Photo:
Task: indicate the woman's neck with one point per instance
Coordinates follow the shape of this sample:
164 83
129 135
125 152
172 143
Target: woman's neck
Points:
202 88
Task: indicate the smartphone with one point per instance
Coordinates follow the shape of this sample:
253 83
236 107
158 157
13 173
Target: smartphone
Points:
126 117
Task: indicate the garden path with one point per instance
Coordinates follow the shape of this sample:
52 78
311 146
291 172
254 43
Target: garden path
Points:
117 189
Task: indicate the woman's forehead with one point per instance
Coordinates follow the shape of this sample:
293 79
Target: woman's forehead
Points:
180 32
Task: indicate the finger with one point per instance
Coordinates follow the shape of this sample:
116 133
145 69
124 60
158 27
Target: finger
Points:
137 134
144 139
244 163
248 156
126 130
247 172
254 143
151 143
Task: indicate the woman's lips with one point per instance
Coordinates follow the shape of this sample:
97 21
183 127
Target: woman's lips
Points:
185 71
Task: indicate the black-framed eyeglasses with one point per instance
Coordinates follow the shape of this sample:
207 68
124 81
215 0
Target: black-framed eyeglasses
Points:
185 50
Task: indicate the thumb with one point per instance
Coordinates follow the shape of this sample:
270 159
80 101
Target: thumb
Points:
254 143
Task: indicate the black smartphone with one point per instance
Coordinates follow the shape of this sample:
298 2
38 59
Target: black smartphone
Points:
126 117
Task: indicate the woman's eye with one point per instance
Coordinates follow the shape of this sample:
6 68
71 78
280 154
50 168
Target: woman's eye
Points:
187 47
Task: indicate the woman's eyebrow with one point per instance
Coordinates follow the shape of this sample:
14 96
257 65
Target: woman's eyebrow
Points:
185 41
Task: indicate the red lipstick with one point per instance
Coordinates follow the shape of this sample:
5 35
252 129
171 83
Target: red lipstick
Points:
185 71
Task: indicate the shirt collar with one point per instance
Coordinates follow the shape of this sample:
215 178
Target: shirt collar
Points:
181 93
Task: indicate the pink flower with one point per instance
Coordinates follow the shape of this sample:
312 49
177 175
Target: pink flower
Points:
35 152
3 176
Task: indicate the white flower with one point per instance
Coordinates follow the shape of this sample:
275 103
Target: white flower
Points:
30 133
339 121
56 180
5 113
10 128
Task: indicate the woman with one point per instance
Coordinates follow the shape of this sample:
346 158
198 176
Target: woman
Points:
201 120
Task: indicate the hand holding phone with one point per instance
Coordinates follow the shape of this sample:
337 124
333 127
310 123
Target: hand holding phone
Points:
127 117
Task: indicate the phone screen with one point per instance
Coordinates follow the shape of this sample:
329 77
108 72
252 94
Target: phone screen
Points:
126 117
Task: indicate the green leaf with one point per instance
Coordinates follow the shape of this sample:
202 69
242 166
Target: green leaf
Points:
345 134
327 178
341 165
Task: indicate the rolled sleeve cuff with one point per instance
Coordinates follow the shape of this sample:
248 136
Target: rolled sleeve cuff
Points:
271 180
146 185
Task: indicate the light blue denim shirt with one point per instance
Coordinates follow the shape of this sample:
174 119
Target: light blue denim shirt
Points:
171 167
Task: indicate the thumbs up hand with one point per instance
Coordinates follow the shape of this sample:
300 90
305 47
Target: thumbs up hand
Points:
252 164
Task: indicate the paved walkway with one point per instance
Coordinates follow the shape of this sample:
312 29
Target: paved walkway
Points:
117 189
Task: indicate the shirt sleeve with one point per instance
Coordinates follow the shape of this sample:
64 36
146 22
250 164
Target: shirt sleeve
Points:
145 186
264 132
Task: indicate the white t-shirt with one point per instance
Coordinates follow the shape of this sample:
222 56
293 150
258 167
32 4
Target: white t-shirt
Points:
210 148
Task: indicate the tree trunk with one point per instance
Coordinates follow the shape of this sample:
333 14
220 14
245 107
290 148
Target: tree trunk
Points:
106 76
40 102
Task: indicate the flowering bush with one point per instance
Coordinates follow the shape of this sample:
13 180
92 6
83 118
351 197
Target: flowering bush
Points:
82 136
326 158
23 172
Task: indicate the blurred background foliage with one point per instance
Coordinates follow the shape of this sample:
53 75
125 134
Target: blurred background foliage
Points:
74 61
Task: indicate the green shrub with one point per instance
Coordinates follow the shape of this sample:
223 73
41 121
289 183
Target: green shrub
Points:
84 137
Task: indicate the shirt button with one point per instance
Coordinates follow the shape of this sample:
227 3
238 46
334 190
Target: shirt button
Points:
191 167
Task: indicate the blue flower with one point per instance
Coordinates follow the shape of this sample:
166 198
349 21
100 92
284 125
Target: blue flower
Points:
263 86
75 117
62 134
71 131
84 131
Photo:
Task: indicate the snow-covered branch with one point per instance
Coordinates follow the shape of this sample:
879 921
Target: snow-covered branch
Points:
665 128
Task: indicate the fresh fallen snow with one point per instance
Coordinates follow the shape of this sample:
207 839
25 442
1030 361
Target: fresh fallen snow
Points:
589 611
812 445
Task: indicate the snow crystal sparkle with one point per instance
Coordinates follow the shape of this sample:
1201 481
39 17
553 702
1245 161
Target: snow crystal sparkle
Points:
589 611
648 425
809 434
######
Exercise: Copy the lines from the one containing "Task: indicate the fresh" through the end of the entries, word for word.

Exercise answer:
Task: indicate the fresh fallen snow with one point per instance
Coordinates follow the shape of this sample:
207 839
25 442
1030 361
Target: fresh fallen snow
Points:
589 611
812 445
Task: indicate the snow crystal sparkle with one point per instance
Coordinates follow the shape of this sample:
1201 481
39 17
553 702
1245 161
Target: snow crystal sparkle
Points:
589 611
648 425
809 434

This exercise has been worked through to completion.